▶ _WHAT IS NEEDED_
Reproduce only the rows between the lines holding "Docstring: Locates the sky" and "Docstring: Locates the high-rise", inclusive, keeping the requests unchanged. Scale every bounding-box coordinate in the answers by 2, rounding to whole numbers with halves going up, and leave the sample coordinates in the requests as they are.

▶ _GIVEN RECORDS_

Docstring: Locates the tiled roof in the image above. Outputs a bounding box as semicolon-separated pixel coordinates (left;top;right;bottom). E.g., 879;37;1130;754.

--

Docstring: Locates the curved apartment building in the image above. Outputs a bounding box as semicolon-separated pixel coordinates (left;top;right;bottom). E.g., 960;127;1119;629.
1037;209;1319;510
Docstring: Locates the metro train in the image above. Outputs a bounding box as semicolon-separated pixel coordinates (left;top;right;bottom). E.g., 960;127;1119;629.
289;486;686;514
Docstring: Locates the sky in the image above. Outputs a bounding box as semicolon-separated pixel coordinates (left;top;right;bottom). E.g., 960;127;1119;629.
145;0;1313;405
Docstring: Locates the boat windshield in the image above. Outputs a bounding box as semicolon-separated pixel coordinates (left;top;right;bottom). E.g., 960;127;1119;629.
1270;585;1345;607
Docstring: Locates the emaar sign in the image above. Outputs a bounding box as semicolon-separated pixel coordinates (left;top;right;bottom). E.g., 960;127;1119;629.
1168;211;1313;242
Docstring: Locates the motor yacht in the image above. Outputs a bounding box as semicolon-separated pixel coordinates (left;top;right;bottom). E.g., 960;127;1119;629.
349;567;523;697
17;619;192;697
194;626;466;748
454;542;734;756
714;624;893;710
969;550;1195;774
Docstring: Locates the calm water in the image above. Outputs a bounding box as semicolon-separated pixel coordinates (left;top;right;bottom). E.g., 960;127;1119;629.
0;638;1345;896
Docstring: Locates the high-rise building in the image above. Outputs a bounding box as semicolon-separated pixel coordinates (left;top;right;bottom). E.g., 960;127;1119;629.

▶ _ANSWER TO THIS EXERCISE_
Docstring: Locates the sky in the image above. Outputs a bounding box as semicolon-separated pixel coordinates (left;top;right;bottom). E.g., 960;127;1119;629.
290;0;2626;810
Docstring: Locates the boat windshield in the image above. Outputs a bounding box as semicolon-separated pixel coordinates (left;top;right;bottom). E.g., 960;127;1119;629.
2540;1170;2690;1214
Docstring: Locates the emaar sign in the image above. Outputs a bounding box as semicolon-separated pixel coordinates (left;top;right;bottom). E.g., 960;127;1119;629.
2336;422;2626;484
Docstring: Locates the motor yacht in the image above. Outputs a bounding box as semicolon-separated pixel coordinates (left;top;right;bottom). E.g., 960;127;1119;629.
698;1134;1046;1394
34;1238;384;1394
388;1252;932;1496
908;1084;1468;1512
1428;1248;1786;1420
1938;1100;2390;1548
Docstring: Locates the calm water in the image above. Outputs a bounding box as semicolon-separated pixel coordinates (left;top;right;bottom). E.g., 960;127;1119;629.
0;1276;2690;1792
Docstring: Locates the high-rise building in the image above. Outputs a bounding box as semicolon-separated pixel coordinates (left;top;right;bottom). E.g., 960;127;1119;629.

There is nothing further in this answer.